(Beginning of Quoted passage)
However, cutting welfare to pay for these tax-cuts, rather diminishes the ‘help’ that many of the most elderly Tory voters (because of an aging population) now depends.

Therefore, can we see something along the lines of “compassion” in this Conservative Party election? A ‘one-nation’ Conservative leadership election. Benefitting the majority of folk in the country. Not just those fortunate people with both money and power.

Jim Mitchell,

Carlton Colville

AWARDS

Church of Year hunt

The search is on for the UK’s Church of the Year as part of a new National Church Awards scheme celebrating local parish churches and the people who look after them.

The National Church Awards are open to any church, chapel or meeting house in the UK and are free to enter. The closing date for entries is Monday 1 August 2022.

The National Church Awards will culminate in a high profile ceremony to be held at the historic Mercers Company Livery Hall in the City of London in October 2022.
(End of Quoted passage)
Exercise 1 — Copy word for word the part of the newspaper excerpt between "Therefore, can we" and "1 August 2022.", inclusive.
Exercise 2 — According to the newspaper excerpt, what is the closing date for National Church Awards entries?
Exercise 3 — Extend the newspaper excerpt, picking up after its final sentence.
You can ignore the data that comes after this.
(Beginning of Supplied entries)
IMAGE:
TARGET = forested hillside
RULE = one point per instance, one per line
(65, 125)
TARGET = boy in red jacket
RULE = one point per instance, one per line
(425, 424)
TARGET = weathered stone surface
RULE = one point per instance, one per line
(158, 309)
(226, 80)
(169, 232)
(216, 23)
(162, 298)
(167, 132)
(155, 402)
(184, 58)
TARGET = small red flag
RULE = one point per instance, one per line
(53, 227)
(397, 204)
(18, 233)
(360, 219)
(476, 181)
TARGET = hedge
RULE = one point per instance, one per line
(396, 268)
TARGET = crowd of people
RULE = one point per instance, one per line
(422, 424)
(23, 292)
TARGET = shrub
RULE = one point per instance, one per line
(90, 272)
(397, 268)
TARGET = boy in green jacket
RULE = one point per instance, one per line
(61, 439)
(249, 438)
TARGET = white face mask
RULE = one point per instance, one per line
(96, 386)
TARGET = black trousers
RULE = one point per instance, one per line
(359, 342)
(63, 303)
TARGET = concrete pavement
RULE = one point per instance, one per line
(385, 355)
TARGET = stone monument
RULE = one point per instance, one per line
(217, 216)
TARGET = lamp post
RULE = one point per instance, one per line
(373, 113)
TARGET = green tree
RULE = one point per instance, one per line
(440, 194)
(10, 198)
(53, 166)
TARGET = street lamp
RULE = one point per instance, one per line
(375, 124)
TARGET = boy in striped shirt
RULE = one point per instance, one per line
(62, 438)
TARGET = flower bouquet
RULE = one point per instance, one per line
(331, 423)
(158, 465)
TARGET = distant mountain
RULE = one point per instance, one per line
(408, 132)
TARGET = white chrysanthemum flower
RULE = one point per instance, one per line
(End of Supplied entries)
Output 1 —
Therefore, can we see something along the lines of “compassion” in this Conservative Party election? A ‘one-nation’ Conservative leadership election. Benefitting the majority of folk in the country. Not just those fortunate people with both money and power.

Jim Mitchell,

Carlton Colville

AWARDS

Church of Year hunt

The search is on for the UK’s Church of the Year as part of a new National Church Awards scheme celebrating local parish churches and the people who look after them.

The National Church Awards are open to any church, chapel or meeting house in the UK and are free to enter. The closing date for entries is Monday 1 August 2022.

Output 2 — Monday 1 August 2022.

Output 3 —
Other categories for the 2022 awards are: Church architecture, Church maintenance, Church volunteers, Church tourism.

Claire Walker,

Chief Executive, National Churches Trust

QEH

This made for grim reading

The Department of Health reply yesterday to my letter of 16 March, about the urgent requirement for the QEH rebuild in King’s Lynn, made for grim reading. The DoH says the longlist for the further eight hospitals for rebuild will be announced “later in the year” and that the process will “take some time” and inform the pipeline of investment, “subject to future funding settlements”.

This chilly response echoes Captain Oates’ last words, before his last fatal venture into the South Pole icescape.

The QEH has over 1,500 props and is the most propped-up hospital in the country. Forty operations had to be cancelled last March because the roof was falling in.

How many more props does the QEH have to have, before the Government makes a decision? Parts of the hospital will start to close after 2030 if it is not rebuilt, and surrounding hospitals have no spare capacity. This is about patient safety.

“The department is committed to a balanced and robust selection process and the analysis will take some time.”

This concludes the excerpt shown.